(begin)

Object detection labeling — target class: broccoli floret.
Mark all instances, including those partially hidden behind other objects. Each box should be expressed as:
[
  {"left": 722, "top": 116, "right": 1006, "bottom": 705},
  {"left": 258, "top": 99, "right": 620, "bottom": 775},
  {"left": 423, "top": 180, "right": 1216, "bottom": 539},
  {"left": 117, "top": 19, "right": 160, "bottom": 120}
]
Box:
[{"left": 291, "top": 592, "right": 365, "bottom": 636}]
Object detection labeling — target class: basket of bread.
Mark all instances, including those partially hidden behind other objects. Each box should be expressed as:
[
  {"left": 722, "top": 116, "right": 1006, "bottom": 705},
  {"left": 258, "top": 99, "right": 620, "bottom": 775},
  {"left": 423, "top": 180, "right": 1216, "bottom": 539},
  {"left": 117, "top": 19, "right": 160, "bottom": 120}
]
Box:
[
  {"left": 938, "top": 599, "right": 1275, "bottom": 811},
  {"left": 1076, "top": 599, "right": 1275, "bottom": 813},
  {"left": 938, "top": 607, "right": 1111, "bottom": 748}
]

(end)

**GIVEN PROBLEM**
Retype all of the items above word for word, keeping every line, bracket, and number unchanged.

**ANSWER TO THIS TASK**
Object detection labeling — target class: broccoli floret.
Mark all instances, including those partially hidden behind other objects. Each box should be expressed as:
[
  {"left": 722, "top": 116, "right": 1006, "bottom": 705},
  {"left": 258, "top": 99, "right": 620, "bottom": 775},
  {"left": 423, "top": 180, "right": 1216, "bottom": 539},
  {"left": 117, "top": 19, "right": 160, "bottom": 120}
]
Box:
[{"left": 291, "top": 592, "right": 365, "bottom": 636}]
Object detection labeling — target class: basket of bread.
Mark all instances, including those partially hidden behind other objects. Each box should be expressed as:
[
  {"left": 722, "top": 116, "right": 1006, "bottom": 705},
  {"left": 258, "top": 99, "right": 620, "bottom": 775},
  {"left": 423, "top": 180, "right": 1216, "bottom": 539},
  {"left": 117, "top": 19, "right": 160, "bottom": 120}
]
Box:
[
  {"left": 938, "top": 599, "right": 1275, "bottom": 811},
  {"left": 1076, "top": 599, "right": 1275, "bottom": 813},
  {"left": 938, "top": 607, "right": 1111, "bottom": 748}
]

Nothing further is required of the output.